Required work.
List every line in the rows below that contains the string "tile", copying each such line in full.

Stored data.
○ ○ ○ ○ ○

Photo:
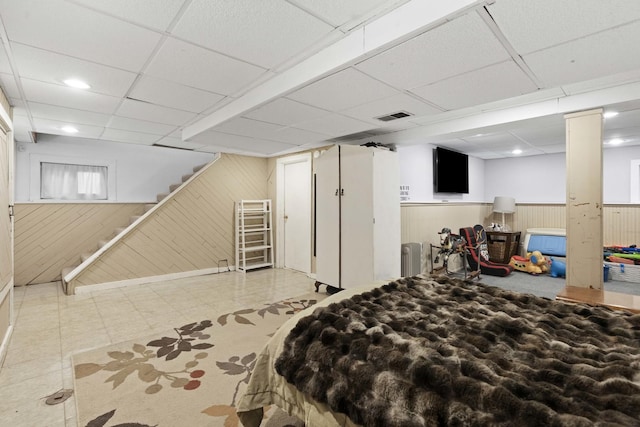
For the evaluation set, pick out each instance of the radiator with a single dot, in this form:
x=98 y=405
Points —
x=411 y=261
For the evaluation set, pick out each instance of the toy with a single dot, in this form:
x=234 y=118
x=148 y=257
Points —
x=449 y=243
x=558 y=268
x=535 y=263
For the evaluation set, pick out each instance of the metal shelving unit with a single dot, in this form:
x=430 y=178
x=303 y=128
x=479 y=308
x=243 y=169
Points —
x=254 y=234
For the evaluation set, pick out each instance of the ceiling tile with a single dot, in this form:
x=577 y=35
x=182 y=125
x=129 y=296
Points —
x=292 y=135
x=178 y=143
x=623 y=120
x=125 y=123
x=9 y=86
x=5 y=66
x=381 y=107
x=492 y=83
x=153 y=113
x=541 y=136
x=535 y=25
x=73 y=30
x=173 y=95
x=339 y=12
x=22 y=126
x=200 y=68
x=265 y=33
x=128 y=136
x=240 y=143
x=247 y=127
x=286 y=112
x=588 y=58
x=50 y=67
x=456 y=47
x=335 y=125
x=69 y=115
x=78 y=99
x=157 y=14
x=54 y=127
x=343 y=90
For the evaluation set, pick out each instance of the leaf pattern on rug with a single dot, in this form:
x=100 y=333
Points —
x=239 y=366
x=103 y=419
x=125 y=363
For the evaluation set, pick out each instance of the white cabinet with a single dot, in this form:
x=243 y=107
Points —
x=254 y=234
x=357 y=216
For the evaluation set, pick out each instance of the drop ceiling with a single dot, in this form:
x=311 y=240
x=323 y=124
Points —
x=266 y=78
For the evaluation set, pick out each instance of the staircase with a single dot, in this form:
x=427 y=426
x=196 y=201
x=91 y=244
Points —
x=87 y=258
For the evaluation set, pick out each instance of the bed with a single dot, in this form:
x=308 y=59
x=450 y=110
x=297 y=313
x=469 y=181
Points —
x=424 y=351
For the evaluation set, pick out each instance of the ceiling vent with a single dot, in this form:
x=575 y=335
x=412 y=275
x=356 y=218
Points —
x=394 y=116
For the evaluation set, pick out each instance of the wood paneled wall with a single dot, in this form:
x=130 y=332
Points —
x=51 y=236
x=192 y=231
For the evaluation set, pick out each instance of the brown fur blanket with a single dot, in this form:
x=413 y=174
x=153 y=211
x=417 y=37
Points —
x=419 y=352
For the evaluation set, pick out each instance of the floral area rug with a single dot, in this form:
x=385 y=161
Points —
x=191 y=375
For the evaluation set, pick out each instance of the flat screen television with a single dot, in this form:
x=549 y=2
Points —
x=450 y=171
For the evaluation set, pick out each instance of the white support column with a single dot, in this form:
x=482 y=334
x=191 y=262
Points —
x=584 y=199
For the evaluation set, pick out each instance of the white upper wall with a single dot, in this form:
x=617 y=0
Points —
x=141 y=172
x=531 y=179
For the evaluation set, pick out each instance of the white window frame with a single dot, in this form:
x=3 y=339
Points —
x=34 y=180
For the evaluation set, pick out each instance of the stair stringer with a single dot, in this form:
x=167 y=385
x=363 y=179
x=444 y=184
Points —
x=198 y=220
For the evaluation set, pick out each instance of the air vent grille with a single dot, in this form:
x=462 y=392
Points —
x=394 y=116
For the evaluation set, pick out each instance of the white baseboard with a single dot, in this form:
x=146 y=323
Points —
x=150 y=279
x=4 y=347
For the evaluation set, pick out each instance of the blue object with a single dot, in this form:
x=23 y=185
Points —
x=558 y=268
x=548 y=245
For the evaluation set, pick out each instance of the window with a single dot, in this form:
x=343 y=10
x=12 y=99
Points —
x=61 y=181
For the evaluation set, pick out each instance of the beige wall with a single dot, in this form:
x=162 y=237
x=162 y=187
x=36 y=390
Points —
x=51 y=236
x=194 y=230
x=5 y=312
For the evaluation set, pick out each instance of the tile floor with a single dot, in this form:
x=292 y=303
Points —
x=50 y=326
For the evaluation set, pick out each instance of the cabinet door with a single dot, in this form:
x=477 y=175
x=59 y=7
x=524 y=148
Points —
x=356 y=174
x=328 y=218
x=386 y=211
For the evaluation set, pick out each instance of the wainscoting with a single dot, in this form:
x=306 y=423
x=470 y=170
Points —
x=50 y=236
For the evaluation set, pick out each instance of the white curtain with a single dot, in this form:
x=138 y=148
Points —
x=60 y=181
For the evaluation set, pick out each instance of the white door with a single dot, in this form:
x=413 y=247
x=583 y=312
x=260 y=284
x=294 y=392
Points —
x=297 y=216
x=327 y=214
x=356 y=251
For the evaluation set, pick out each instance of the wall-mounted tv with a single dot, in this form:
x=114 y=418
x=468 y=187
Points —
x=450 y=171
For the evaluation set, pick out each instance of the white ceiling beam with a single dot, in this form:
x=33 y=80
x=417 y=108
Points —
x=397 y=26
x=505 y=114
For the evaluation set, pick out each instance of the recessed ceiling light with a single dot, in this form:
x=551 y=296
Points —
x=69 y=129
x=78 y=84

○ ○ ○ ○ ○

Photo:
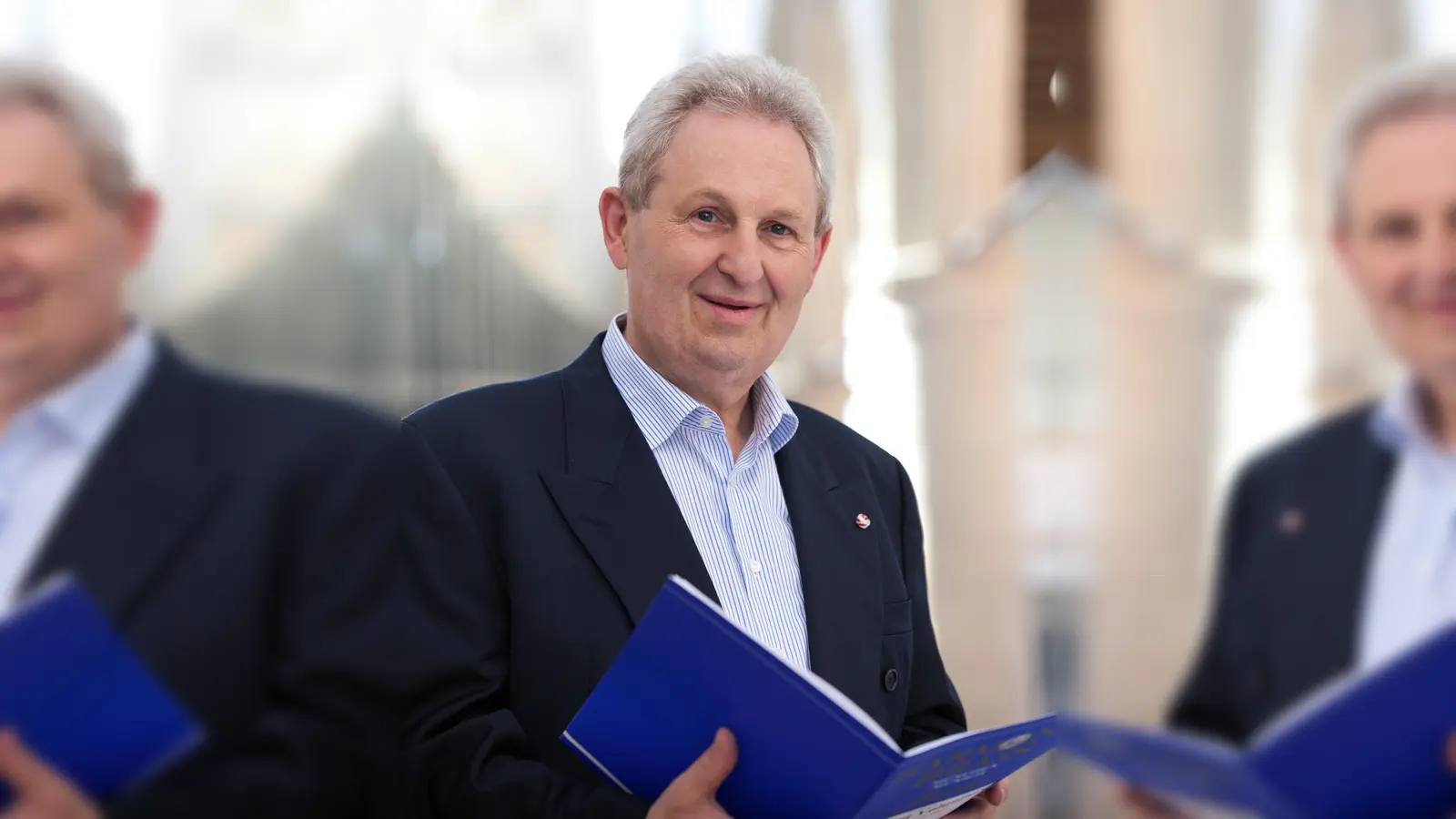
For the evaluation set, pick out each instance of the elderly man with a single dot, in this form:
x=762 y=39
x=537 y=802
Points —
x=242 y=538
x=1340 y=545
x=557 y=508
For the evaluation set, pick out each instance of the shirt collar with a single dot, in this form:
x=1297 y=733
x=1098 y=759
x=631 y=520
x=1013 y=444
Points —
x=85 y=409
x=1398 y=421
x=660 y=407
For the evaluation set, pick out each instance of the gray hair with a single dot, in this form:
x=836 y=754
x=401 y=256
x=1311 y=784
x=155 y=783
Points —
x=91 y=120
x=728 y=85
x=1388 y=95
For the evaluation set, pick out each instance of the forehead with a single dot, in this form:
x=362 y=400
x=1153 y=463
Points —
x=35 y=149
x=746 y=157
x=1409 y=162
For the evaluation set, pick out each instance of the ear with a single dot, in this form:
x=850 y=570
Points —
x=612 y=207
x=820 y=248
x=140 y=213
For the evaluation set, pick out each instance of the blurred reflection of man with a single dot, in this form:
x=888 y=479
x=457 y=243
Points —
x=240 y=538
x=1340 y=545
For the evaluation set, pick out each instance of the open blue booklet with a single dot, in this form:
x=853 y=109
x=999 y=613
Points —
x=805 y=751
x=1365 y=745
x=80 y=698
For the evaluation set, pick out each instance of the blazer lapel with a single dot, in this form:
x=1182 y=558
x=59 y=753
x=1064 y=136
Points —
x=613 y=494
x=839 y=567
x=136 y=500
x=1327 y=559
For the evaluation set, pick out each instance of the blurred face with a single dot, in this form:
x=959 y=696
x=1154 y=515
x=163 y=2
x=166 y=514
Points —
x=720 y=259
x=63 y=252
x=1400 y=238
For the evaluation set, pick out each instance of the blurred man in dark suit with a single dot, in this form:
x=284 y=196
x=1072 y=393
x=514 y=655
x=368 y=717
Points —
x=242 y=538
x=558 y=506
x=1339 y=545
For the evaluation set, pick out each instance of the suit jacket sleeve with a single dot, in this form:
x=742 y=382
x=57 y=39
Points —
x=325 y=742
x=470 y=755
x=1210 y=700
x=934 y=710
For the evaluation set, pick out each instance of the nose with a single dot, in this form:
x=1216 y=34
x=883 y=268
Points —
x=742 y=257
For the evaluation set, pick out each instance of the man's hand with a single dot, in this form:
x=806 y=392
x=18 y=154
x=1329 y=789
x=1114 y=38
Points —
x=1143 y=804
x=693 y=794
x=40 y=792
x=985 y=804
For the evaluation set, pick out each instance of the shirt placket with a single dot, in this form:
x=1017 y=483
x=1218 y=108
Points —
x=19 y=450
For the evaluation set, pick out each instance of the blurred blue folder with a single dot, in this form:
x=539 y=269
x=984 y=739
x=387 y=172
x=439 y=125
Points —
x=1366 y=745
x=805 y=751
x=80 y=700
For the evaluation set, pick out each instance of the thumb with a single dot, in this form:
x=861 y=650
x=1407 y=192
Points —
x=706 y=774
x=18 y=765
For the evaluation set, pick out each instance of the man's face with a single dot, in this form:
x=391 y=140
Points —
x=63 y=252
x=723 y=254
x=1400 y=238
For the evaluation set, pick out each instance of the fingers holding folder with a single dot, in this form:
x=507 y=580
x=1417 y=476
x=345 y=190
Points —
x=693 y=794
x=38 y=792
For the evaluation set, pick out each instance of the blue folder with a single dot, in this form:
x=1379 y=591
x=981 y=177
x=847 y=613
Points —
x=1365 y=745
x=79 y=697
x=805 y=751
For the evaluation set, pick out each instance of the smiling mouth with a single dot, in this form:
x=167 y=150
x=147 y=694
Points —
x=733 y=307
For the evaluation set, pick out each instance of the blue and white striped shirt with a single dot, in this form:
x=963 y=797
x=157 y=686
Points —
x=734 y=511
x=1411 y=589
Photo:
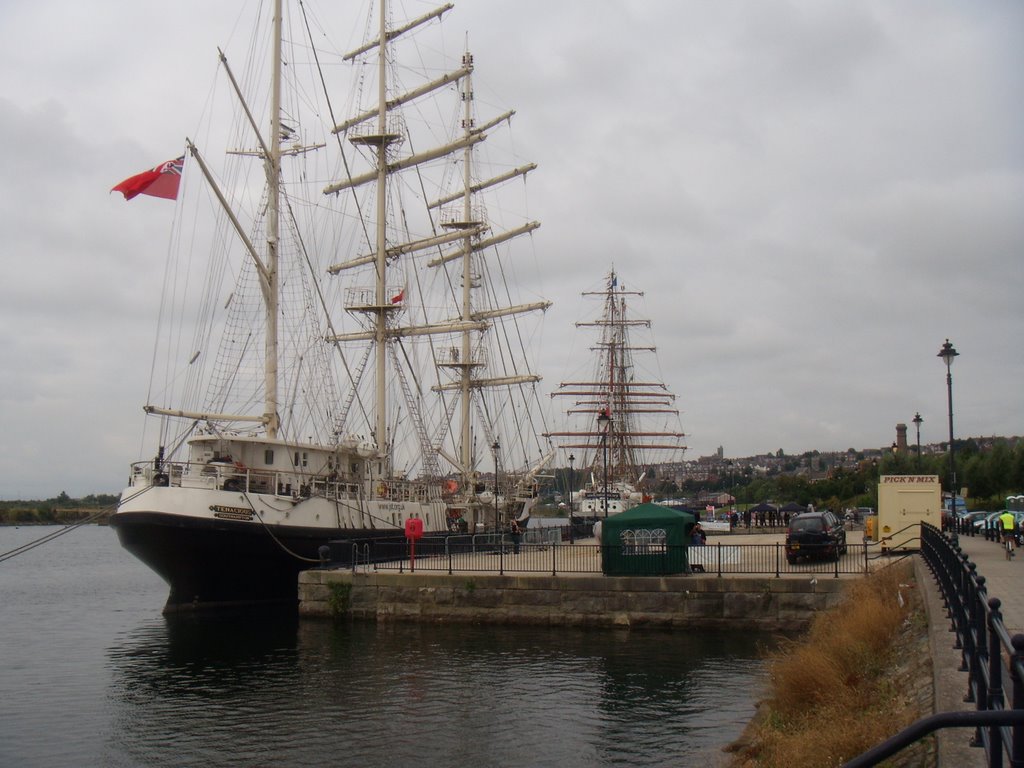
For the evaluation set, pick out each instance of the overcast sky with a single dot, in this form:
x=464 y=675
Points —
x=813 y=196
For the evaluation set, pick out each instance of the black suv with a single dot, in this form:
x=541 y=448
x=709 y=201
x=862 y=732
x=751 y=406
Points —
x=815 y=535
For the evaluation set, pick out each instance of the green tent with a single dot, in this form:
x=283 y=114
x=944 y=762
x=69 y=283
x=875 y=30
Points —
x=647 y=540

○ ○ ○ ○ ○

Final answer.
For the evaluation set, pick out each instance of the ceiling tile with a single dot, in this form:
For the evaluation set, pick out each instance of the tile floor with a single dot, in this form:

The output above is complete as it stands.